Daniel stepped up behind me and lifted Taz out of his body before his breathing stopped. I felt Taz pull free of his body and said, "he's gone" as his chest lifted another couple of breaths. He did great honor to J and me to be there so strongly when Taz passed. J smiled a few moments later and whispered "he's not in pain now and so very happy". He was in a tipi with Sitting Bull's wife (we don't know her name) playing with all of the feathers.


  1. I'm so very sorry for your loss. It sounds like he had a wonderful life and was truly a one-of-a-kind boy. *hugs*

  2. I'm so sorry for your loss. The passing of a furry family member is never easy.

  3. I'm sorry for your loss, but happy for the wonderful life he had with you.

  4. Beautiful tribute. It's so hard to let them go, even when it's the right time. Sorry for your loss...

+-------+

Written problem 1: Write out the part of the tribute starting with "3. I'm sorry" and going on through "for your loss...".
The records below are unrelated to the tribute above.

+-------+

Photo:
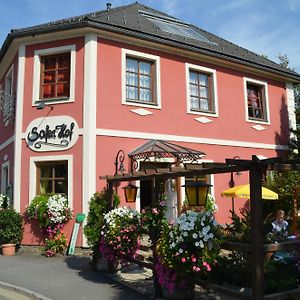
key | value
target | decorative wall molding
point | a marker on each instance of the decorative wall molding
(188, 139)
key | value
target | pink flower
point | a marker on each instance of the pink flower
(207, 266)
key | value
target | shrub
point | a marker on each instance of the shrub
(98, 207)
(190, 246)
(120, 235)
(11, 226)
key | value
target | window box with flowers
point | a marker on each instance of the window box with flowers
(52, 213)
(3, 201)
(188, 247)
(120, 234)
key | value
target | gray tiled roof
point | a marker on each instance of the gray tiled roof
(135, 20)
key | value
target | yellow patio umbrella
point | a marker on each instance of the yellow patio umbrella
(243, 191)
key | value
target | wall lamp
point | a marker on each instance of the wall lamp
(42, 105)
(196, 193)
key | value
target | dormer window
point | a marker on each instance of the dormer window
(140, 79)
(54, 74)
(256, 100)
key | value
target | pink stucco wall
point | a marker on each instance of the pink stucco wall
(171, 119)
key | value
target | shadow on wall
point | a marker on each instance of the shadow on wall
(84, 267)
(283, 136)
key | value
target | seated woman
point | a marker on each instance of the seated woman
(280, 224)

+-------+

Written problem 2: Give back every line of the records that contains the string "window".

Full output 1:
3. I'm sorry for your loss, but happy for the wonderful life he had with you.

  4. Beautiful tribute. It's so hard to let them go, even when it's the right time. Sorry for your loss...

Full output 2:
target | window box with flowers
point | a marker on each instance of the window box with flowers
target | dormer window
point | a marker on each instance of the dormer window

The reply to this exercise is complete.